§ **Consigne A**
D'après la fiche du film, qui signe la musique ?
§ **Consigne B**
Reproduisez mot pour mot le passage de la fiche du film qui va de « C'est quoi ce » jusqu'à « 1971 (125 minutes) ».

§ **Extrait source**

-----

C'est quoi ce film ?!


La classe ouvrière va au paradis (La Classe operaia va in paradiso)
(Palme d’or Festival de Cannes 1972)

Réalisation : Elio Petri, Italie 1971 (125 minutes)
Avec Gian Maria Volonté, Mariangela Melato, Salvo Randone, Gino Percine, Luigi Diberti
Scénario : Elio Petri et Ugo Pirro
Photographie : Luigi Kuveiller
Musique : Ennio Morricone
Montage : Ruggggero Mastroianni
Une production Euro International Films

Synopsis

Lulu Massa, employé des usines BAN, est détesté de ses camarades parce que, travaillant avec un acharnement aveugle, il impose un rythme de production auquel tous doivent s’adapter. Massa souffre de l’inimitié qu’on lui manifeste lorsqu’il rentre chaque soir, épuisé, dans son appartement…Un jour, à l’usine, pour ne pas briser la cadence, Lulu néglige de prendre certaines précautions et c’est le drame : il laisse une phalange dans l’engrenage d’une machine. Cet accident bouleverse ses conceptions sociales et politiques : il se retrouve à la tête du mouvement de revendication ouvrière, s’unit aux syndicats puis, les trouvant trop modérés, s’allie à un groupe d’étudiants extrémistes…

Un cinéma politique

“Elio Petri, cinéaste issu de la classe ouvrière (son père travaillait dans une usine de cuivre), raconte avec ce film passionnant la situation politique et sociale de l'Italie du début des années 70, les mécanismes de l'entreprise et du capitalisme et, surtout, la libération d'un homme par la réflexion. Lulu est au départ un ouvrier portant des œillères : il n'a aucune conscience politique, aucune revendication sociale. Il accomplit la tâche qui lui est impartie du mieux qu'il peut et se contente d'empocher les primes pour sa productivité ou ses heures supplémentaires. Ce que filme dès lors Petri, c'est la façon dont Lulu prend conscience que le monde de l'usine lui a volé sa vie, de ce qu'il a sacrifié pour elle sans rien recevoir en retour. En acceptant de remettre en cause le système où il évoluait jusqu'ici, où il avait sa place (le seigneur de l'atelier), il redonne aussi un sens à sa vie. Petri montre que la connaissance est un combat : il faut énormément de courage pour remettre en cause sa vie, pour aller contre ce que l'on croit savoir et pour repartir à zéro. Surtout, il faut du temps et le monde du travail s'est toujours appliqué à interdire aux salariés l'accès à ce temps qui est celui de l'épanouissement personnel, de la culture de la connaissance... toutes choses dangereuses pour son hégémonie.

-----

§ **Extrait de données**
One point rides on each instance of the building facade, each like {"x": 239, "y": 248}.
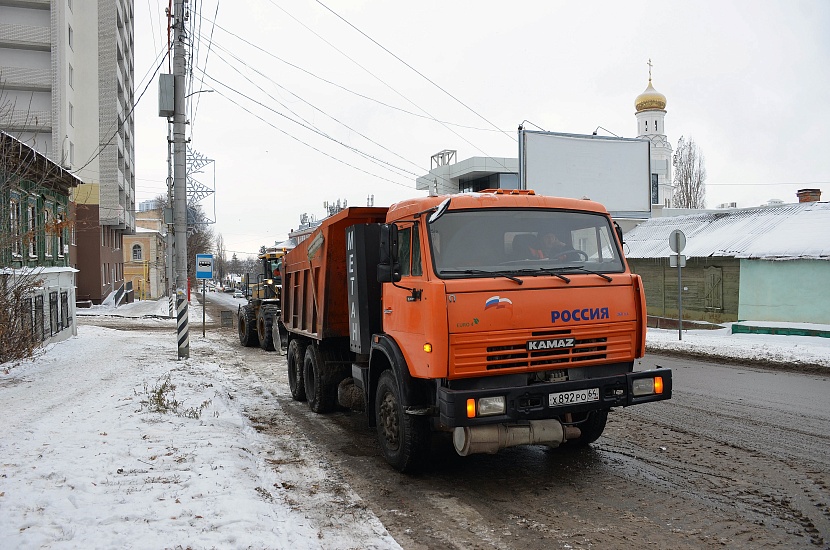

-----

§ **Résultat A**
Ennio Morricone.

§ **Résultat B**
C'est quoi ce film ?!


La classe ouvrière va au paradis (La Classe operaia va in paradiso)
(Palme d’or Festival de Cannes 1972)

Réalisation : Elio Petri, Italie 1971 (125 minutes)